__Page__:
****************************************
I think what I'm realizing, in my most exhausted moments (and rare moments of clear thinking like this one) is that parenthood is servanthood. A unique ministry that happens mostly in my home, for hours on end with no one else watching. My daughter Norah doesn't know how to talk yet, so "thank you" isn't really part of the deal. At least not right now. But I don't think that's the point. Or the goal. The goal is to take care of my daughter, to humbly admit that it is incredibly important - although largely unseen - work. Every mom is a "working mom." Some moms just have another job, too.

At the end of the day when my husband comes home, I find myself wanting to justify what I did that day. "Guess what? I showered, and I folded laundry, oh AND we took a walk!" In those first few months when he walked in from work to find me sitting on the couch feeding the baby and watching Netflix or the Food Network or HGTV AGAIN, I'd say "I promise I don't just sit here all day! I do stuff!"

I like to-do lists. I like measurable goals. I like progress. But then this tiny miracle came crashing into my life two weeks early and changed the scale on me. On nights when she slept well, I excitedly thought, "We've arrived, I think she's got the sleep thing down! Go us, our baby is totally the exception in the world of newborns, she's like a sleep genius."

And then the next night, she cried, "3:15, 4:15, 4:50, 5:30, 6:15, 7:00." Husbands have a weird ability to virtually sleep through all of it. Moms can sleep through exactly NONE of it. And we've backtracked. One step forward, two steps back.

I remember one night when she was about four weeks old, feeling mad at my baby for not eating well, which means she wasn't sleeping well. I was MAD. At a four-week-old. As if she was maliciously, purposefully trying to make me so tired. I knew that feeling wasn't good.

But I think what I realized, although I'm not proud to admit it, is that deep down I wanted to be able to control her. To be able to control something. Because if she wasn't sleeping well, it must have been something I was doing wrong, right? If I was in control, then I was the one to blame when my "system" didn't work. Guilt. Shame. Insecurity. You name it. I felt it. I'd read books and Google things like "how to help your infant sleep" because I just wanted to figure her out. When she had really fussy, rough feedings, what did I do? Get on the internet and order a new, different kind of bottle of course. After a long night where she woke up too many times what did I do? Get on Amazon first thing in the morning to order another book about baby sleep. Always looking to fix, always searching for solutions. I like it when things are that easy. But babies don't roll like that.

But I'm learning that she's a PERSON. Not a person I'm to control but a sweet girl I get to raise.

Train? Yes.

Teach? Yes.

Instruct? yes.

But control? No way.

I think a part of me knew I had some control issues, and then I became a parent and thought "OH MY GOSH I HAVE ISSUES." Luckily, Norah isn't old enough to realize it, she just thinks I'm awesome and funny and really great to snuggle with. We're gonna ride that out as long as humanly possible. And when she figures out that I have a little bit of basket-case-ness in my mothering, we'll teach her a fun new word called GRACE.
****************************************
__Given request 1__:
Answer these questions about the essay on parenthood:
(a) What is the name of the writer's daughter?
(b) How early did the baby arrive?
(c) After a long night of waking, what did the writer order on Amazon the next morning?
__Given request 2__: Go on with the essay on parenthood from the point where it currently ends.
The data that comes next is not needed.

Segmentation dataset records:
****************************************
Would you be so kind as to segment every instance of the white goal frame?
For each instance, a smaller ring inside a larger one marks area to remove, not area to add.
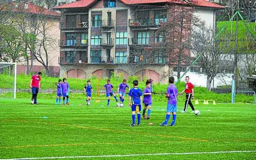
[[[17,78],[17,63],[12,62],[0,62],[0,64],[10,64],[14,65],[14,98],[16,98],[16,84]]]

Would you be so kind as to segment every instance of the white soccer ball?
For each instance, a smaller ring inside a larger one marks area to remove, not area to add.
[[[200,111],[199,110],[195,110],[195,114],[197,116],[199,115],[200,114]]]

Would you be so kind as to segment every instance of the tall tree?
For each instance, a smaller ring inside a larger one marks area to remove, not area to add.
[[[177,77],[179,78],[182,67],[191,63],[191,33],[194,27],[203,23],[194,14],[194,5],[197,1],[179,0],[180,5],[166,7],[167,20],[161,22],[156,32],[161,40],[153,44],[150,51],[165,53],[167,63],[178,67]],[[169,69],[169,70],[170,69]]]
[[[223,77],[227,71],[232,69],[233,65],[234,44],[231,39],[234,34],[225,30],[215,38],[215,32],[214,29],[198,28],[193,32],[192,41],[195,57],[201,54],[196,65],[201,67],[202,73],[207,76],[207,87],[210,91],[214,78]]]

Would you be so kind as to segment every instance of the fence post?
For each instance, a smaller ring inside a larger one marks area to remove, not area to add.
[[[235,80],[232,81],[231,86],[231,102],[235,103]]]

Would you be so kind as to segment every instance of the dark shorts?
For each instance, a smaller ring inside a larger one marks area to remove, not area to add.
[[[141,104],[132,104],[132,111],[138,112],[141,111]]]
[[[87,93],[86,96],[87,97],[91,97],[91,93]]]
[[[144,103],[144,106],[148,107],[148,106],[151,106],[152,105],[152,102],[151,103]]]
[[[113,92],[108,93],[106,94],[106,97],[108,97],[109,96],[112,96],[112,95],[113,95],[113,93],[114,93],[114,92]]]
[[[124,97],[124,95],[125,95],[125,93],[122,93],[121,92],[119,92],[119,94],[122,94],[122,96],[123,96]]]
[[[39,90],[39,88],[35,87],[32,87],[32,94],[34,94],[38,93]]]
[[[67,96],[69,96],[69,93],[66,93],[62,94],[62,96],[63,97],[66,97]]]

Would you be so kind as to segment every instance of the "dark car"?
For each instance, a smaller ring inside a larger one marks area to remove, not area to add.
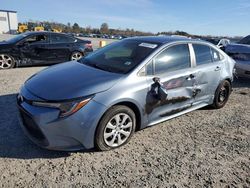
[[[62,33],[27,32],[0,42],[0,69],[78,60],[92,51],[88,40]]]

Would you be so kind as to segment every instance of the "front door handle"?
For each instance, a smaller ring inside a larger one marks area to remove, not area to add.
[[[219,70],[221,70],[221,68],[220,68],[219,66],[217,66],[217,67],[214,69],[214,71],[219,71]]]

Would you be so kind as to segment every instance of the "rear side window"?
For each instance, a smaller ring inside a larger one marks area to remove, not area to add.
[[[155,74],[163,74],[190,67],[190,53],[187,44],[172,46],[155,58]]]
[[[202,44],[193,44],[196,65],[204,65],[213,62],[211,48]]]
[[[51,35],[51,42],[52,43],[68,43],[68,42],[74,42],[74,40],[70,37],[63,36],[63,35]]]

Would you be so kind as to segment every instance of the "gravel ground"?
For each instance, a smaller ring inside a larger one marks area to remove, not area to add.
[[[40,149],[19,127],[15,95],[44,67],[0,71],[0,187],[250,187],[250,81],[228,104],[137,132],[109,151]]]

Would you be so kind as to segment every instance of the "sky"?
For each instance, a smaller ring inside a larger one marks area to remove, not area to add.
[[[19,22],[55,21],[81,27],[133,28],[145,32],[181,30],[190,34],[250,34],[250,0],[0,0]]]

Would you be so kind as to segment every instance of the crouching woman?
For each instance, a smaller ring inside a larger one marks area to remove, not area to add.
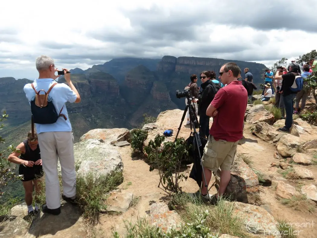
[[[27,139],[20,143],[16,149],[16,151],[9,155],[8,159],[10,162],[20,165],[19,174],[23,175],[21,180],[25,192],[28,214],[34,215],[35,211],[32,205],[33,186],[34,185],[35,188],[35,213],[37,213],[39,211],[38,197],[41,189],[39,179],[44,175],[36,132],[34,132],[33,137],[32,132],[29,132]]]

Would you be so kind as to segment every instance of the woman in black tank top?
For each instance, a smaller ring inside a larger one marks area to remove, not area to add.
[[[19,174],[23,175],[21,180],[25,191],[25,200],[28,206],[28,214],[33,215],[34,210],[32,206],[33,187],[34,186],[35,188],[35,211],[37,212],[38,211],[37,198],[41,188],[39,179],[44,175],[36,132],[34,132],[34,136],[32,137],[32,132],[29,132],[28,139],[20,143],[16,149],[18,150],[10,155],[8,160],[20,165]]]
****************************************
__Exercise result 1__:
(a) Norah
(b) Two weeks early
(c) Another book about baby sleep

__Exercise result 2__:
Even though the days sometimes blur together, and some days I feel like I don't get anything done, I have to remind myself that these are important days. My version of "getting things done" doesn't really work anymore. The achiever in me likes to cross things off a list, pat myself on the back, and think, "I totally crushed today." Working as a High School Ministry Director for several years, I already knew the feeling of 'bringing work home' with me sometimes, having a hard time checking out mentally from the burdens and responsibility that come with caring for people. Anyone in a ministry role on a church staff knows that feeling, whether they are part time or full time.

But now I'm not just bringing my ministry home with me at the end of the day. My main ministry IS home. Aside from cultivating my relationship with Jesus and investing in my marriage, this is my most important work. This is not the stuff I want to delegate to someone else. No one else can be my daughter's mommy like I can. My most important discipleship right now strangely involves a tiny not-even-one-year-old little girl.

Pastor and author John Mark Comer, in his book Garden City, refers to parenthood as "the art of unfolding humans." I love that. My main ministry now is to cooperate with God in the shaping, training, unfolding and growing up of this precious little girl.

And right now teaching my baby about the love of Jesus mostly consists of just, get this - LOVING HER. Humbly serving her even though she literally can't do anything for me in return (except smile a lot and sleep through the night. Those might be my new love languages). And wiping her bottom. And washing her hair. And getting her dressed. And holding her when she's sad. And caring for her when she's sick. And choosing to live and rest in the reality that the time I spend with her is wildly important and always will be, regardless of who sees it, regardless of how easy/ hard the day is, and regardless of if she "appreciates" it or not.

Motherhood is ministry. Legit, valuable, brutally hard, amazing, beautiful ministry. I get to watch her grow and change every day. And the thing is, I'm changing too.

I'm not even a year in to this mom gig and I have a long ways to go and endless amounts of wisdom to gain. But what I'm learning right now is to embrace the ministry I've been given. This was a job I prayed for, longed for, and dreamed about for years of my life. And I'm living it. Its messier, harder, and more incredible and fun than I could have imagined, but I'm doing it.

I'm a mom.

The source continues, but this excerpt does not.